• WHAT YOU ARE ASKED TO DO: Please express every line of the material below as a JSON list of strings, one string per line, leaving out blank lines. Leave the pictures out of your answer.

---------- RECORD SET ----------

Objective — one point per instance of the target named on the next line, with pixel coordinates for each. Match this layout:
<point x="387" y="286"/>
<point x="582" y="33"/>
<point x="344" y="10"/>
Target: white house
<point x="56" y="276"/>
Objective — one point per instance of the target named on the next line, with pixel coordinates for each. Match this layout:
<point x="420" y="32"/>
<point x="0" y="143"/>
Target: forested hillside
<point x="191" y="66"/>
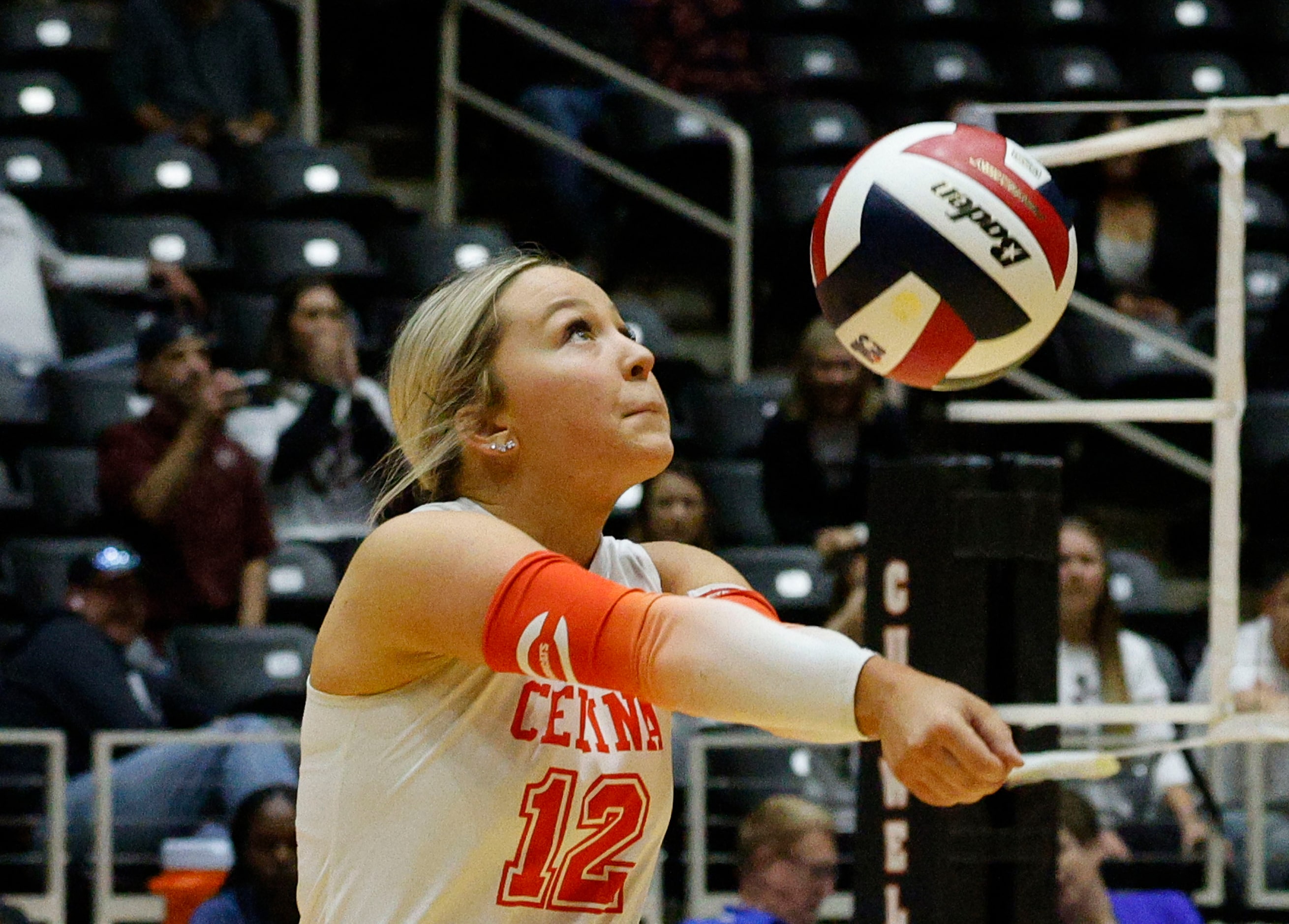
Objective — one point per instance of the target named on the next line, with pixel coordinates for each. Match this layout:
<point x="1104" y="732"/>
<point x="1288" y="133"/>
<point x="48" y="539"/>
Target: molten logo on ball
<point x="944" y="255"/>
<point x="1007" y="252"/>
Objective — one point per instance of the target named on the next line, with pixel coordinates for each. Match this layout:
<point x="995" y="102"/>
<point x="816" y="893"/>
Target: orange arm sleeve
<point x="556" y="620"/>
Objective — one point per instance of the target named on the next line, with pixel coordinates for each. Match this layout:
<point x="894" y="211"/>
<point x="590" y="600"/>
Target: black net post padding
<point x="963" y="583"/>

----------

• EXPECTED OUTPUT:
[
  "Objective — one point per instance of the target named on the next line, with pixel coordinates for each. Match this layout:",
  "<point x=\"387\" y=\"286\"/>",
  "<point x=\"582\" y=\"33\"/>",
  "<point x=\"344\" y=\"10\"/>",
  "Target: white house",
  "<point x=\"56\" y=\"276\"/>",
  "Objective — one point per instance of the target named on the next line, with pixel coordinates for each. Match this layout:",
  "<point x=\"420\" y=\"32\"/>",
  "<point x=\"0\" y=\"143\"/>",
  "Target: forested hillside",
  "<point x=\"191\" y=\"66\"/>",
  "Objective — one point per instance of the target named on the next line, with pixel coordinates for each. Match this layout:",
  "<point x=\"1104\" y=\"732\"/>",
  "<point x=\"1288\" y=\"133\"/>",
  "<point x=\"48\" y=\"539\"/>",
  "Target: molten logo on ball",
  "<point x=\"944\" y=\"255\"/>",
  "<point x=\"1007\" y=\"252\"/>",
  "Objective — one point per instance of the target named on the next line, with pixel coordinates for each. Match this layout:",
  "<point x=\"995\" y=\"102\"/>",
  "<point x=\"816\" y=\"893\"/>",
  "Target: orange arm sleeve",
  "<point x=\"556\" y=\"620\"/>",
  "Objective — one point per instance of the target named on the next line, with pixel coordinates for each. Match this layout:",
  "<point x=\"894\" y=\"211\"/>",
  "<point x=\"590\" y=\"600\"/>",
  "Target: black net post padding",
  "<point x=\"963\" y=\"583\"/>"
]